**TASK DESCRIPTION:** From the line with "SCAN boy with brown hair -> rect" up to and including the final line of the rows, rename every "SCAN" to "LOCATE" and give those lines back with nothing else changed.

**EXERCISE DATA:**
-- START --
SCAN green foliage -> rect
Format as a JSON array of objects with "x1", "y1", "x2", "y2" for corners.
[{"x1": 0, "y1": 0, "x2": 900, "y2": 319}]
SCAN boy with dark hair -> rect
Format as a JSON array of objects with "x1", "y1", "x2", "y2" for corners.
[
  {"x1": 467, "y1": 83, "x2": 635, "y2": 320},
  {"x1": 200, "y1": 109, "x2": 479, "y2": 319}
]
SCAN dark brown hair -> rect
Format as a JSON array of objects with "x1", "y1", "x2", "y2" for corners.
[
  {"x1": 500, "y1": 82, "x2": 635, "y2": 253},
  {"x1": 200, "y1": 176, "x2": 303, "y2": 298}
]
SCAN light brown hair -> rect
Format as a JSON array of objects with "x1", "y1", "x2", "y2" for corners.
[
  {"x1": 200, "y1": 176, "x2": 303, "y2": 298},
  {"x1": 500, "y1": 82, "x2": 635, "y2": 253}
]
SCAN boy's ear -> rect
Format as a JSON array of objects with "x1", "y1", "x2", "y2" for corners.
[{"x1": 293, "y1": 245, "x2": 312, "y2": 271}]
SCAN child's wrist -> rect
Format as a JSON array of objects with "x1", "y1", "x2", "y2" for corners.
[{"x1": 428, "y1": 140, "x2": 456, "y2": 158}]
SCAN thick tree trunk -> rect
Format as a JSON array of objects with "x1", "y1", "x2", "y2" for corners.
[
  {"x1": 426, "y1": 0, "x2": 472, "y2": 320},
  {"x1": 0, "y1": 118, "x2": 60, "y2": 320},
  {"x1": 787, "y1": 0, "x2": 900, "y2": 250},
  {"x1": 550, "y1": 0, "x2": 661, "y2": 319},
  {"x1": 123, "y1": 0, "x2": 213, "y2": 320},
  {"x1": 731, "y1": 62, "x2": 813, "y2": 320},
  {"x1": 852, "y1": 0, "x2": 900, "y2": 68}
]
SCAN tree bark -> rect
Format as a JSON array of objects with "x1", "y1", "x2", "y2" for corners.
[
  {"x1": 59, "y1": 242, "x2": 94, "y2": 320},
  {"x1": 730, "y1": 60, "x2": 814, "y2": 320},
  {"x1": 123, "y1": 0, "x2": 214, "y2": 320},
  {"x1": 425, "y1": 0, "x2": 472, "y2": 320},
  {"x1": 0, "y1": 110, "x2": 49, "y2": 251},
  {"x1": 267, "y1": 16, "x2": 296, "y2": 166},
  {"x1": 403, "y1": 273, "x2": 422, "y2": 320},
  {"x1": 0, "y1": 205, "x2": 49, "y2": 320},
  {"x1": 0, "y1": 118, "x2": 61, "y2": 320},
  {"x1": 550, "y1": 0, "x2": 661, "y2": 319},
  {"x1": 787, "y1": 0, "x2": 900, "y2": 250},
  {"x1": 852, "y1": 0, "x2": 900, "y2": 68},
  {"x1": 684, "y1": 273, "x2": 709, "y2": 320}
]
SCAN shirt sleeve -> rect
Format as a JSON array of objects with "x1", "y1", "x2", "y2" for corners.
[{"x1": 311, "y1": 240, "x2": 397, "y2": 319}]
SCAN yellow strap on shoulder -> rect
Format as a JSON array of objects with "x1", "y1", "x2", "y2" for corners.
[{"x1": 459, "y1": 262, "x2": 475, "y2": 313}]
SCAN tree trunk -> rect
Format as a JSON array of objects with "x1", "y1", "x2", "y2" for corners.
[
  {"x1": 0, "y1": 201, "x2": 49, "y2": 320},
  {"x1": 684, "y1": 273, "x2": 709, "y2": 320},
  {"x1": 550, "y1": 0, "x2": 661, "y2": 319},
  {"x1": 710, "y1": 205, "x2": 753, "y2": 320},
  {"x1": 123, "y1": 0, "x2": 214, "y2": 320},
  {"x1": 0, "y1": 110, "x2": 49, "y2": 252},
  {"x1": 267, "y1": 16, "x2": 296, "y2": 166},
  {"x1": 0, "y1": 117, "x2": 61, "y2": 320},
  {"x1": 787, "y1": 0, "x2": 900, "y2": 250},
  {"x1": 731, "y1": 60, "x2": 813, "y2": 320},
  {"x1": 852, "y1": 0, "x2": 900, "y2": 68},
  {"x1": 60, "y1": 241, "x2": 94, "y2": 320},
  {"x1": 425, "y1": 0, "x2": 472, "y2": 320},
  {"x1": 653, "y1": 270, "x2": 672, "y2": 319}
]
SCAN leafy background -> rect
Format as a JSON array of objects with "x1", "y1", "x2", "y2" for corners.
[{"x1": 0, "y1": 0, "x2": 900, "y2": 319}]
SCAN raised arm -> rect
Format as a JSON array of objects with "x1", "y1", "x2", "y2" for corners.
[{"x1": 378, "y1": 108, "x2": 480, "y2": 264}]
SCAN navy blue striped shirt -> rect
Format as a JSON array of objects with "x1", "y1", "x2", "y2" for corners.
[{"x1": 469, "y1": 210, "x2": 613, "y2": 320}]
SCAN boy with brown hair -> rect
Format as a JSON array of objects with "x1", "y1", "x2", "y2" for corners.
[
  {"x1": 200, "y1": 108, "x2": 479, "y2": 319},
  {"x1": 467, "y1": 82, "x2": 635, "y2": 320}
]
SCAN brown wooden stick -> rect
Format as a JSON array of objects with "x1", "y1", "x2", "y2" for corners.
-- END --
**EXPECTED ANSWER:**
LOCATE boy with brown hair -> rect
Format as a JSON array of objects with "x1", "y1", "x2", "y2" for corners.
[
  {"x1": 200, "y1": 108, "x2": 479, "y2": 319},
  {"x1": 467, "y1": 82, "x2": 635, "y2": 320}
]
LOCATE brown wooden stick -> rect
Format as a JSON array of objects with "x1", "y1", "x2", "y2" for corners.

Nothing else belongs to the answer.